*** Extracted text Section Begins ***

The Terrible Sinking Feeling

Because you thought you were done pouring your love into alcoholics

image source: pixabay

Current mood: bleak.

Is that a mood? I don’t know. But that’s how I feel.

Bleak
[bleek]
adjective, bleaker, bleakest.
1. bare, desolate, and often windswept.
2. cold and piercing; raw.
3. without hope or encouragement; depressing; dreary

Yup. That’s it. I’m declaring bleak a mood.

Let me explain further with a thought experiment. Come with me…


Let’s say, for argument’s sake, you dated a person for seven years and that person was a (mostly) functioning alcoholic. And you loved this person deeply, but the alcoholism was slowly driving you crazy, diminishing the quality of your own life, and so one day you decided you could no longer have this person in your life and you ended the relationship.

But this was not an easy decision to make, because you loved this person. Yet, you knew you had to do what was best for you and that was breaking up. And so, after the break-up, it took you quite a bit of time to fully come to terms with things. This wasn’t just any relationship, you see. Years of loving an alcoholic fucks with your psyche a bit.

*** Extracted text Section Ends ***
*** Stored data Section Begins ***

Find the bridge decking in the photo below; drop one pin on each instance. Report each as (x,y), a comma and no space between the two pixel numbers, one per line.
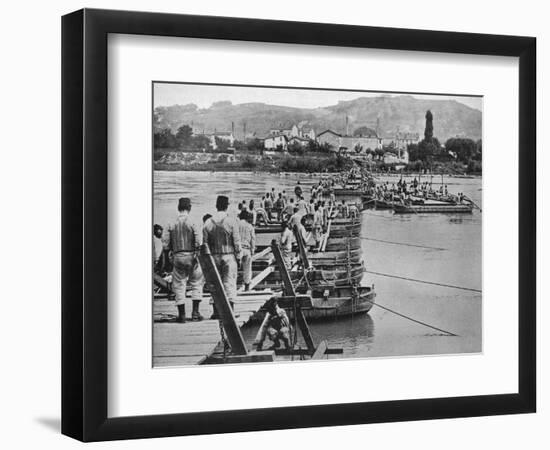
(190,343)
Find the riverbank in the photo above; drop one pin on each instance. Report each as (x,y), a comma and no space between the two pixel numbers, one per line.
(318,162)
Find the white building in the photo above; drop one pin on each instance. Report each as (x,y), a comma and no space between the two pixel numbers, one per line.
(275,142)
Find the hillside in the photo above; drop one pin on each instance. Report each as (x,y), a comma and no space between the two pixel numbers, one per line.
(405,112)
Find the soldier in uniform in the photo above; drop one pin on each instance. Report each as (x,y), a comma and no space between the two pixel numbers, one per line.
(248,244)
(286,244)
(221,233)
(183,241)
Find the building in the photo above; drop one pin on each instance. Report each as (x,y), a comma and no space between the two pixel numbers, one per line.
(348,143)
(402,157)
(275,142)
(278,131)
(400,140)
(298,140)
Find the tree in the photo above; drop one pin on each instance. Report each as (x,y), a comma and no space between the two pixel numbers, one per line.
(313,146)
(379,152)
(164,139)
(221,144)
(414,154)
(427,150)
(429,130)
(465,149)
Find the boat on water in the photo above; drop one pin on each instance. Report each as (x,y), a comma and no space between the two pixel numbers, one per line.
(336,227)
(433,208)
(329,302)
(340,276)
(343,243)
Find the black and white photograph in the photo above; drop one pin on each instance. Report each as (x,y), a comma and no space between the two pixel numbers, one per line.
(296,224)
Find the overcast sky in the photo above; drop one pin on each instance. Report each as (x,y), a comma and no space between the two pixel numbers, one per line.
(167,94)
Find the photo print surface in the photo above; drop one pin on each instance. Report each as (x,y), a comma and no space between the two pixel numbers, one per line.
(296,224)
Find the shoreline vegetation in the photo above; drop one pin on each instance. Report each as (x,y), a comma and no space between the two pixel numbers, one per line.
(186,151)
(313,163)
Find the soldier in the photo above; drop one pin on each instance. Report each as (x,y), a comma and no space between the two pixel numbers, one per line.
(248,244)
(286,244)
(317,228)
(184,240)
(158,250)
(221,233)
(276,326)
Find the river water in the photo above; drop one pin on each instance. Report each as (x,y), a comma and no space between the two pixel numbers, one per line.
(453,257)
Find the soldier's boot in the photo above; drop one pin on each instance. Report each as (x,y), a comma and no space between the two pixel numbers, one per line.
(181,314)
(196,315)
(233,309)
(215,315)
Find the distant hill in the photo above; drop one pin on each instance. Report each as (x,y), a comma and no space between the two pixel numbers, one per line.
(405,112)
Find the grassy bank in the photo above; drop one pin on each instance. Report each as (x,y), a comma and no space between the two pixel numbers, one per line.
(308,163)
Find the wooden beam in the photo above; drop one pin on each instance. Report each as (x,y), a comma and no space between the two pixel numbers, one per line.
(261,254)
(232,330)
(288,287)
(302,301)
(305,352)
(301,247)
(320,351)
(255,356)
(304,328)
(259,278)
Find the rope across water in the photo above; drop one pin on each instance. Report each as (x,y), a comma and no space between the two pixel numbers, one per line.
(423,281)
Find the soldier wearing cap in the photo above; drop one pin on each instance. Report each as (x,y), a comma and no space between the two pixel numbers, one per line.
(183,241)
(221,233)
(248,244)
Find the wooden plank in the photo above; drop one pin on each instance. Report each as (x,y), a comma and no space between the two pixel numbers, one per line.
(305,352)
(266,251)
(301,247)
(258,278)
(304,328)
(288,287)
(302,301)
(184,350)
(252,357)
(320,351)
(232,330)
(174,361)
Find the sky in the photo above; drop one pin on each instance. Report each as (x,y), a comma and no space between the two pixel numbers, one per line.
(167,94)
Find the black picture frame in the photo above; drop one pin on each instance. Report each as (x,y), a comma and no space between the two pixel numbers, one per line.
(84,224)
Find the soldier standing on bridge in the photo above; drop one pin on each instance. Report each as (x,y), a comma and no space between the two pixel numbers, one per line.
(248,244)
(184,239)
(221,233)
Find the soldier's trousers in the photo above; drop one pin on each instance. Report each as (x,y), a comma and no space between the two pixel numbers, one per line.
(246,261)
(227,268)
(187,271)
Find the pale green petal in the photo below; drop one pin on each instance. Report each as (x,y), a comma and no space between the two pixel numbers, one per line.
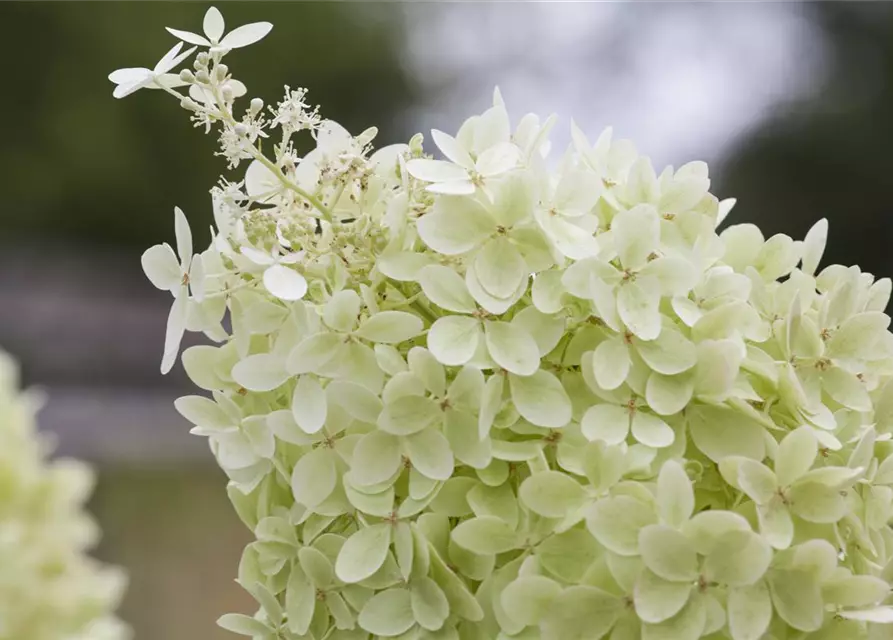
(795,455)
(430,607)
(546,329)
(363,553)
(551,494)
(670,353)
(740,558)
(390,327)
(667,395)
(776,524)
(615,523)
(342,310)
(358,401)
(668,554)
(757,481)
(388,613)
(797,598)
(608,423)
(855,591)
(675,495)
(487,535)
(816,502)
(750,611)
(429,452)
(512,348)
(446,288)
(580,613)
(300,601)
(657,599)
(376,458)
(456,225)
(499,267)
(260,372)
(651,430)
(636,235)
(638,309)
(529,598)
(541,399)
(313,478)
(720,432)
(453,340)
(688,624)
(409,414)
(611,363)
(309,405)
(423,364)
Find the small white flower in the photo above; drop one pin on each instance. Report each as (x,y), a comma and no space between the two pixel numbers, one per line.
(284,283)
(135,78)
(213,27)
(167,273)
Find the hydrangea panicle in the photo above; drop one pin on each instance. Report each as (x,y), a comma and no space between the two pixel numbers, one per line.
(479,396)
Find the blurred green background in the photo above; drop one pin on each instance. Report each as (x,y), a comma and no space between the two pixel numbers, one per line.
(790,102)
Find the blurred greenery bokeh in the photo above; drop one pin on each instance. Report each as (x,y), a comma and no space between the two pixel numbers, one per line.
(88,175)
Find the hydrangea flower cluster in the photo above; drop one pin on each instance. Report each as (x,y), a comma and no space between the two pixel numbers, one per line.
(49,588)
(488,397)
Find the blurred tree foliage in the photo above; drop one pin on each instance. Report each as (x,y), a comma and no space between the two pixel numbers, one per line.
(83,168)
(830,156)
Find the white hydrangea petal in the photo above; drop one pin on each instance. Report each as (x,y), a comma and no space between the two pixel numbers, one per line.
(675,494)
(456,225)
(245,35)
(651,431)
(499,267)
(363,553)
(390,327)
(436,171)
(638,308)
(667,395)
(342,310)
(608,423)
(541,399)
(376,457)
(313,478)
(176,327)
(668,554)
(551,494)
(446,288)
(615,522)
(512,348)
(188,36)
(161,267)
(429,452)
(452,149)
(498,159)
(309,404)
(611,363)
(657,599)
(284,283)
(453,340)
(636,234)
(260,372)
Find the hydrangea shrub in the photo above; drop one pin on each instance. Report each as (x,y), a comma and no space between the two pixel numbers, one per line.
(49,588)
(492,396)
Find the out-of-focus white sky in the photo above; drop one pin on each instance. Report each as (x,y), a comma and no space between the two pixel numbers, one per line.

*** Stored data Section Ends ***

# What you are asked to do:
Retype the stretch of the piece on loving an alcoholic from "Let’s say, for" through "psyche a bit.". The items come from a separate source.

# Reply:
Let’s say, for argument’s sake, you dated a person for seven years and that person was a (mostly) functioning alcoholic. And you loved this person deeply, but the alcoholism was slowly driving you crazy, diminishing the quality of your own life, and so one day you decided you could no longer have this person in your life and you ended the relationship.

But this was not an easy decision to make, because you loved this person. Yet, you knew you had to do what was best for you and that was breaking up. And so, after the break-up, it took you quite a bit of time to fully come to terms with things. This wasn’t just any relationship, you see. Years of loving an alcoholic fucks with your psyche a bit.